• [Given task 1]: In the review of Uncanny X-Men #106, rewrite the part that opens with the words containing "What the crap?" and closes with "with the gun.", changing "Fire Lord" to "Firelord".

----- Text block

Uncanny X-Men #106
August 1977

What the crap? I feel like I just read the comic book version of a clip show. It starts out where the last one left off, with Xavier on the roof of the building with the stargate. Jean's parents and her roommate, Misty Knight (aka Foxy Brown), are all looking rather concerned, while Fire Lord, fresh from New Jersey, is demanding to know the license plate of the Phoenix that just ran him over. Before the scene can get very far Xavier passes out, seemingly due to Lilandra's disappearance and the psychic connection that she forged between them for an as yet unexplained reason.
I guess Jean's parents are hoping that the alien with the flaming head will save them from the black woman with the gun.
All well and good. Sounds like a nice way to build some tension, right? Well, perhaps you can forgive me for instead seeing the entire rest of the issue as a rehash of the new X-Men vs. old X-Men fight in #100. Cut to the inside of Charles Xavier's mind, who is now dreaming of the X-Men in the Danger Room. They don't seem to be getting along very well, until the old X-Men show up and give them the same "We think you guys suck, so we're going to kick all of your asses and go back to being the
real X-Men" speech that they used six issues ago. And so ensues the rehashed battle sequence.
Oops! Silly me, this is from #100.
I get the basic point. Even aside from Charles' issues, it's been established that the new X-Men are rough around the edges as a team, and the writer is trying to compare and contrast them with the old X-Men, but they've done this. If Claremont wanted to reinforce this idea, then he should have come up with something that wasn't just plagiarizing himself.

----------
----- Given information

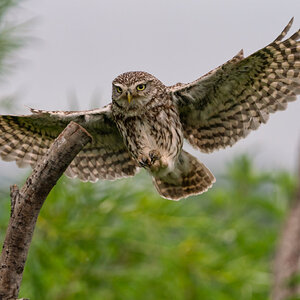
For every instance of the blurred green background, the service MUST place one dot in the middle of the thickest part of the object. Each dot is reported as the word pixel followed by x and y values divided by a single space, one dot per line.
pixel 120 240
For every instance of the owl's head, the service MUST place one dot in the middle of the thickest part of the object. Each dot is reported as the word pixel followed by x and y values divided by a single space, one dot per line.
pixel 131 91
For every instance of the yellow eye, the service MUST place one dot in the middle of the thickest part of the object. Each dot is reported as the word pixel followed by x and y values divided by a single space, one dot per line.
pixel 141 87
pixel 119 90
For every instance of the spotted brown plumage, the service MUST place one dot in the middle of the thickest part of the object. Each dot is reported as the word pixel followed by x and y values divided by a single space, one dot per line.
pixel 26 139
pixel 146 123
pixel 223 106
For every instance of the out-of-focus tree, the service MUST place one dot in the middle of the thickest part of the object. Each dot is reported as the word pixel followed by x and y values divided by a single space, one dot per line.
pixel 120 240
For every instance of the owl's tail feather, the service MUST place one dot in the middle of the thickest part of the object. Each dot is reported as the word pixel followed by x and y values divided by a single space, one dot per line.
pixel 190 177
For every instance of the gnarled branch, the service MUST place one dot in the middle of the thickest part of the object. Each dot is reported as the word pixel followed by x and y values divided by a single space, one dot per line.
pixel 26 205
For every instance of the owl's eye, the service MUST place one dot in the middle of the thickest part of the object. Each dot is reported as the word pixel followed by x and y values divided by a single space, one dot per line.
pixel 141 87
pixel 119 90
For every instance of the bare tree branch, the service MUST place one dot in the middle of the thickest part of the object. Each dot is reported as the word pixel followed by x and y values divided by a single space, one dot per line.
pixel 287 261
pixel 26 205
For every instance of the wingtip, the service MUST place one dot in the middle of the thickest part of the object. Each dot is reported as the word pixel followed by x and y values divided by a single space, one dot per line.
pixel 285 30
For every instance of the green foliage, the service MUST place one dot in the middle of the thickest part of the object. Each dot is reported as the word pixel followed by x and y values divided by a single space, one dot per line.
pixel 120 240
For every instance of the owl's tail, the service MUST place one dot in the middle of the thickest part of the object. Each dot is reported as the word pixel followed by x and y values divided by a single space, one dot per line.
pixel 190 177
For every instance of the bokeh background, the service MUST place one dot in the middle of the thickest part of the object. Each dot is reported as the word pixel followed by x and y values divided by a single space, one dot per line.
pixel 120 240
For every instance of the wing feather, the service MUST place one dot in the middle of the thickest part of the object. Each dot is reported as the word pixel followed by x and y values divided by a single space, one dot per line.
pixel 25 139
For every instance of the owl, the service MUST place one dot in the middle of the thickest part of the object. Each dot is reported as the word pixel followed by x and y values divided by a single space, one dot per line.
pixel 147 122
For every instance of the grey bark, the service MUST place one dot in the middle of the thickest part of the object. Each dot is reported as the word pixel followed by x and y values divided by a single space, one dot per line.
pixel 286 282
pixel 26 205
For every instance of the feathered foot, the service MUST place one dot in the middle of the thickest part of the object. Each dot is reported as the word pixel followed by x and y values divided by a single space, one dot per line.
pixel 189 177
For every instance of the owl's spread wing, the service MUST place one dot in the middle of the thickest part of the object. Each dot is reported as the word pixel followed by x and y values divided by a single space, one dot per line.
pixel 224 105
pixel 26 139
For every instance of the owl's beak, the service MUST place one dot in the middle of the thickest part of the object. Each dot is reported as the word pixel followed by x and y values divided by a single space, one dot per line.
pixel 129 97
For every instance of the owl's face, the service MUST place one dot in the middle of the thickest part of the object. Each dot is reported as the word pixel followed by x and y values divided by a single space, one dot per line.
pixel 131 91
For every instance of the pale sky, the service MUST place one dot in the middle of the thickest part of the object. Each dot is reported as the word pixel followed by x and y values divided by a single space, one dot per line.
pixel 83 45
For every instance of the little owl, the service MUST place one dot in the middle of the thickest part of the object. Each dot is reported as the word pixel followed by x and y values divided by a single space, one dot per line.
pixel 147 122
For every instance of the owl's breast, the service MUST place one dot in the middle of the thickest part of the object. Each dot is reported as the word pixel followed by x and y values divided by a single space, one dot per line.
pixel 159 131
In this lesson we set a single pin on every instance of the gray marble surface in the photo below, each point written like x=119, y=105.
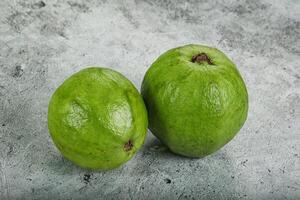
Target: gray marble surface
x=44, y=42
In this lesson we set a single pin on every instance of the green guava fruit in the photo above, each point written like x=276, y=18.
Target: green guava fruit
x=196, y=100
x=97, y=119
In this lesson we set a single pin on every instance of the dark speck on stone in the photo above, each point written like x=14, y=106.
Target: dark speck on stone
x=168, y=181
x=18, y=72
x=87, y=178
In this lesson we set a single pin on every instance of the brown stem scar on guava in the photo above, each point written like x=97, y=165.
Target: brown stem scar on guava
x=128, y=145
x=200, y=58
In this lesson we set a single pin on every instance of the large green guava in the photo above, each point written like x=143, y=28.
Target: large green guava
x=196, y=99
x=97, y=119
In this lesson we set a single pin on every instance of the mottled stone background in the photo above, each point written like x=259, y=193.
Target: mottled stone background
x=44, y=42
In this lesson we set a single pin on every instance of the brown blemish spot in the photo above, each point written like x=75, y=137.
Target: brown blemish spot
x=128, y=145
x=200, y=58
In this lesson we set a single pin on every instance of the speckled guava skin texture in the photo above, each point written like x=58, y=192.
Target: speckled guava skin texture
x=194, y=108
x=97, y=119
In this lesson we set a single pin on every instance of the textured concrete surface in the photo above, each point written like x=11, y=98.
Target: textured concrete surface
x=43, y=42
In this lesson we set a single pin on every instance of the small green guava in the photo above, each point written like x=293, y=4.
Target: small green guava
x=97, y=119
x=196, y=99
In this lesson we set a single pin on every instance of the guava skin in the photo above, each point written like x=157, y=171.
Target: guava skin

----------

• [Given task 2]: Convert the entries, from their first line through the line containing "pixel 223 106", into a JSON list of strings with one string per line. Leave out blank lines and the pictures.

• [Full output 1]:
What the crap? I feel like I just read the comic book version of a clip show. It starts out where the last one left off, with Xavier on the roof of the building with the stargate. Jean's parents and her roommate, Misty Knight (aka Foxy Brown), are all looking rather concerned, while Firelord, fresh from New Jersey, is demanding to know the license plate of the Phoenix that just ran him over. Before the scene can get very far Xavier passes out, seemingly due to Lilandra's disappearance and the psychic connection that she forged between them for an as yet unexplained reason.
I guess Jean's parents are hoping that the alien with the flaming head will save them from the black woman with the gun.

• [Full output 2]:
[
  "For every instance of the blurred green background, the service MUST place one dot in the middle of the thickest part of the object. Each dot is reported as the word pixel followed by x and y values divided by a single space, one dot per line.",
  "pixel 120 240",
  "For every instance of the owl's head, the service MUST place one dot in the middle of the thickest part of the object. Each dot is reported as the word pixel followed by x and y values divided by a single space, one dot per line.",
  "pixel 131 91",
  "For every instance of the yellow eye, the service MUST place one dot in the middle of the thickest part of the object. Each dot is reported as the word pixel followed by x and y values divided by a single space, one dot per line.",
  "pixel 141 87",
  "pixel 119 90",
  "For every instance of the spotted brown plumage, the service MUST place one dot in the middle of the thickest part of the object. Each dot is reported as the word pixel followed by x and y values divided by a single space, one dot per line.",
  "pixel 26 139",
  "pixel 146 123",
  "pixel 223 106"
]